**JOB**
Please filter the records below, keeping every line that contains the string "chair". Matching is case-sensitive.

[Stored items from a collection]
_ _ _ _
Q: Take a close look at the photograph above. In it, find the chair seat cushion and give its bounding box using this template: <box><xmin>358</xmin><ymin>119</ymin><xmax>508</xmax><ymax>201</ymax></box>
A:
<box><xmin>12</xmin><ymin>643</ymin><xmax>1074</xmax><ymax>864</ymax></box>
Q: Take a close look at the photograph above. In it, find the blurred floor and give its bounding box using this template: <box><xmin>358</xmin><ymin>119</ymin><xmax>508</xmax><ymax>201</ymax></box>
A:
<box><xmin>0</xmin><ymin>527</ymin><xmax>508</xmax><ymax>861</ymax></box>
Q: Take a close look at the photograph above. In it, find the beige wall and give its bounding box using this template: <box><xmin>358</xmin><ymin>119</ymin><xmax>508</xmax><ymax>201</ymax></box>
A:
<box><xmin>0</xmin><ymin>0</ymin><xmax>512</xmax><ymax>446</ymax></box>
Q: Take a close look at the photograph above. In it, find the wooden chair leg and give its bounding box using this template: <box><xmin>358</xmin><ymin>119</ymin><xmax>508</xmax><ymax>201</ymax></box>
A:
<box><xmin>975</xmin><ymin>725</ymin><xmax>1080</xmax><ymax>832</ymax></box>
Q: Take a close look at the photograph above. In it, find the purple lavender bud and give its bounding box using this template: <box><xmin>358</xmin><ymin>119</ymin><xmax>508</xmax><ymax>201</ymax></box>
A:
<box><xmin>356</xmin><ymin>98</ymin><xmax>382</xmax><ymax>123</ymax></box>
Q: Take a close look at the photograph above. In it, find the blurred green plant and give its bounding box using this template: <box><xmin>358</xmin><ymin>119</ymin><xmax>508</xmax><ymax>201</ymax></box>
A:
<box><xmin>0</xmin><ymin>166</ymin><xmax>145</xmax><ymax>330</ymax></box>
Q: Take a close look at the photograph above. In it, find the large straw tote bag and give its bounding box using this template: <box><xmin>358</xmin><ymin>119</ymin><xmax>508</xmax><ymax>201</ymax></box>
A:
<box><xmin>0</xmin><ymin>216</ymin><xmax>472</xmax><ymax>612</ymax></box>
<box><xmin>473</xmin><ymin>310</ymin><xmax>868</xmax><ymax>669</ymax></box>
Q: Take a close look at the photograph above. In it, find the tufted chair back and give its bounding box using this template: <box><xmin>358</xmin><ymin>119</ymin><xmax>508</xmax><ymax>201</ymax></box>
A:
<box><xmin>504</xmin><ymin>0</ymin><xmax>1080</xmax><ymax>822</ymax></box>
_ _ _ _
**CORRECT OUTPUT**
Q: Take a close look at the photograph above. In it, find the chair seat cushion and give its bounding box using this template: <box><xmin>358</xmin><ymin>119</ymin><xmax>508</xmax><ymax>201</ymax></box>
Q: Take a close look at the photograph above. In it, find the wooden chair leg and give its bounding box using this template: <box><xmin>358</xmin><ymin>119</ymin><xmax>508</xmax><ymax>201</ymax></box>
Q: Take a close look at the photograph above. In it, find the tufted chair back and give its bounding box using this template: <box><xmin>358</xmin><ymin>119</ymin><xmax>508</xmax><ymax>201</ymax></box>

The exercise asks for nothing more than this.